### Extract to read

Begin

# Celestial parrotlets as beginner parrot or something else?



## BlackRose (Jul 8, 2007)

I wouldn't be getting one yet..possibly when Steve has had his transplant or sometimein the future. I have always wanted a parrot. 
When I was younger I had always loved parrots and similar birds since having had cockatiels and budgies. 
One cockatiel (who passed away two days ago R.I.P Tufty), was bought as a hand reared baby. He was very affectionate and would sit on you for ages and be held. He would fly to you on command, mimic the phone and like to play.
He would only nibble and lick, never bite. 
Even being moved to an avairy he stayed tame. 

I was looking into possibly getting a cockatiel or budgie, but decided against it. Budgies constantly chatter and cockatiels are very noisy.

I know parrots are high maintinance and I know the requirements and behaviours of each one.
I had been looking into the celestial parrotlet seeing as they are only the size of a budgie, can usually only be kept singly and being quieter they make good apartment pets. Also for me withmy low pain threshold a smaller beak would be better. 

Before anyone says anything, I am not looking into getting a parrot for entertainment purposes but to experiencing owning one.
However having done the looking into and knowing I can own one in the future I would like to ask about the unimportant things that many people experience when owning a parrot.

African grey are my favourite, although labelled as a level 3/4 bird. They can talk very fluently. The beak puts me off. I don't fancy losing a finger if the parrots peeved one day.
Parrotlets are not noted for their good voice or vocabulary which is disappointing on that front as I would love one that would talk/ sing/ learn tricks etc. 
Again just as extra enjoyment out of the ownership. 
Does anyone own one and can you shed any light on just how good these guys are as beginner pets please and how good at talking etc they are.
They're supposed to have a quiet voice and are not as talkative as cockatiels or budgies, also noted for not screeching.
Makes me wonder though if it would be the same as a budgie where you don't hear what they're saying properly. It's more of a mimicar than a talker.


----------



## BlackRose (Jul 8, 2007)

anyone?
i know its a long post. sorry:blush:


----------



## pigglywiggly (Jul 19, 2008)

i had two lutino ones living together happily in my kitchen, they had a mad 15 minutes of lovely singing in the morning, lovely birds but quite shy and sweet.

never kept one on its own tho!


----------



## LiamRatSnake (Jul 3, 2007)

End

### Collected material
Begin

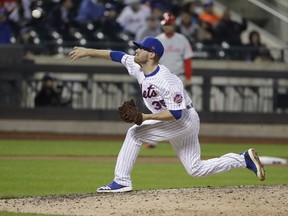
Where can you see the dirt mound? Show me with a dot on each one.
(244, 200)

End

### Short problem A
List every distinct username that appears in a post header of the forum thread on celestial parrotlets.
### Short problem B
Continue the forum thread on celestial parrotlets from the point where it stops.

### Answer A
BlackRose, pigglywiggly, LiamRatSnake

### Answer B
Parrotlets are even smaller than a budgie lol. They are nothing like keeping a parrot really, they don't need half as much work. I've noticed with the ones I've met and worked, they seem to have a habit of being terretorial and biting each others toes, but I don't know if they're like that if they live together. They handle well and their bite isn't too painful. I've not noticed that they're particularly intelligent compared to other small birds, lovebirds/cockatiels ect.


----------



## BlackRose (Jul 8, 2007)

I heard unless they are male and female you should keep only one celestial in a cage cos they can get very territorial and have a tendancy to attack other birds.
One place told me they will do everything big parrots do and the other place told me they dont do anything...that they are just like lovebirds.


----------



## LiamRatSnake (Jul 3, 2007)

BlackRose said:


> I heard unless they are male and female you should keep only one celestial in a cage cos they can get very territorial and have a tendancy to attack other birds.
> One place told me they will do everything big parrots do and the other place told me they dont do anything...that they are just like lovebirds.


I think lovebirds are more intilligent. None the less, parrotlets are fantastic birds and are extremely sweet and gentle, usually lol


----------



## xXFooFooLaFluffXx (Aug 4, 2007)

before we got jack the african grey, we had only had love birds and budgies, and jack is very well looked after with a massive 6fttall by 4ft by 4ft cage to live in. im not sayin just get whatever bird but i wouldnt go for a low level bird if you want it because its low level does that make sense? i believe if you do your reading, pick the brains of experienced keepers and can provide the housing etc i dont see why theres any reason why you couldnt get a grey.


----------



## Sarah-Jayne (Jul 4, 2007)

I had a hand reared celestial parrotlet. He was lovely and friendly as a baby but for some reason once I brought him home he decided he didn't want to be anywhere near me  perhaps I spoilt him too much. He was obviously lonely as he was constantly calling. I had to part with him as I felt bad keeping him by himself and I couldn't risk or afford buying him a girl  I felt bad parting with him but I know it was for the best.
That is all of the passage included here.